* [本文抜粋]:

***

1994年の台湾・アメリカ合作映画「恋人たちの食卓」。
台北。一流ホテルの名シェフだったジュー氏(ラン・シャン)は、男手一つで
3人の娘を育ててきた。長女のチアジェン(ヤン・クイメイ)は高校の化学教
師、次女のチアチエン(ウー・チェンリン)は航空会社に勤めるキャリア・ウ
ーマン、3女のチアニン(ワン・ユーウェン)はアルバイトに忙しい大学生。
日曜日には家族全員が集まり、ジュー氏の作る豪華な料理を前に円卓を囲む
のがこの一家の習わしである。だがそれぞれに人生の悩みを抱える娘たちは、
父親の料理を前にしてもあまり気が晴れない。ある日曜日、次女のチアチエ
ンは父の味覚が衰えたと指摘し、ジュー氏は老いていく自分の変化に気づか
ざるを得なかった。
アン・リー(李安)監督による人間ドラマ。台湾の大都会、台北を舞台に人間
の生活、食、性、老いといったものを余すところなく描いている。冒頭から
ジュー氏が料理をしているシーンに引き込まれる。ホテルのシェフだけあっ
て魚や肉や野菜などを使って実に手際よく調理が行われる。手元のアップは
俳優の手ではなく本物の料理人なのだろうが、その包丁さばきは見事で、お
いしそう~と思ってしまい、そのシーンに圧倒される。何しろジュー氏は4
大中華料理の鉄人なのである(4大とは北京、上海、広東、四川料理)。家族
4人で食べるのにこんなに作るの?と思う程の大量の豪華な料理ができあが
っていく。いや絶対あんなに食べられないでしょ。

***

* [練習問題]:
- a) 本文抜粋によれば、長女のチアジェンの職業は何か。
- b) 本文抜粋の「1994年の台湾・アメリカ合作映画「恋人たちの食卓」。」を含む箇所から始め、「ーマン、3女のチアニン(ワン・ユーウェン)はアルバイトに忙しい大学生。」までを書き写せ。その際、「大学生」を「専門学校生」に更新すること。
答えは本文抜粋の記述だけを根拠にすること。

* [提供リスト]:

***

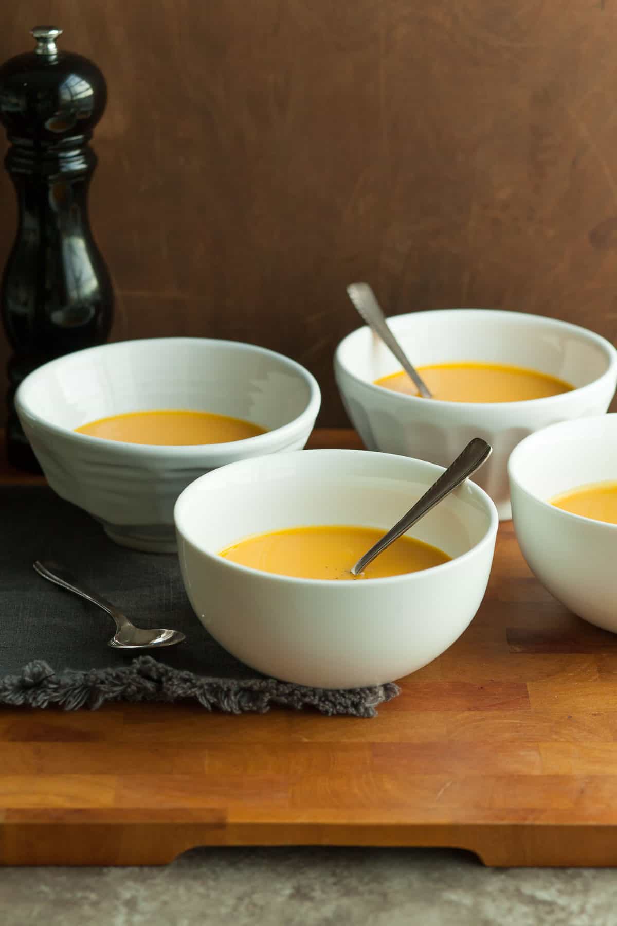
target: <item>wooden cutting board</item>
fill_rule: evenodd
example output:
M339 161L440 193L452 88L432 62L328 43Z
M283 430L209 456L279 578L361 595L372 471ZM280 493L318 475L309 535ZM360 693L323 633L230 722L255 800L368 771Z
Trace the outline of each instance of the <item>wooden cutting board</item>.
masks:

***

* [解答例]:
- a) 高校の化学教師である。

- b)
1994年の台湾・アメリカ合作映画「恋人たちの食卓」。
台北。一流ホテルの名シェフだったジュー氏(ラン・シャン)は、男手一つで
3人の娘を育ててきた。長女のチアジェン(ヤン・クイメイ)は高校の化学教
師、次女のチアチエン(ウー・チェンリン)は航空会社に勤めるキャリア・ウ
ーマン、3女のチアニン(ワン・ユーウェン)はアルバイトに忙しい専門学校生。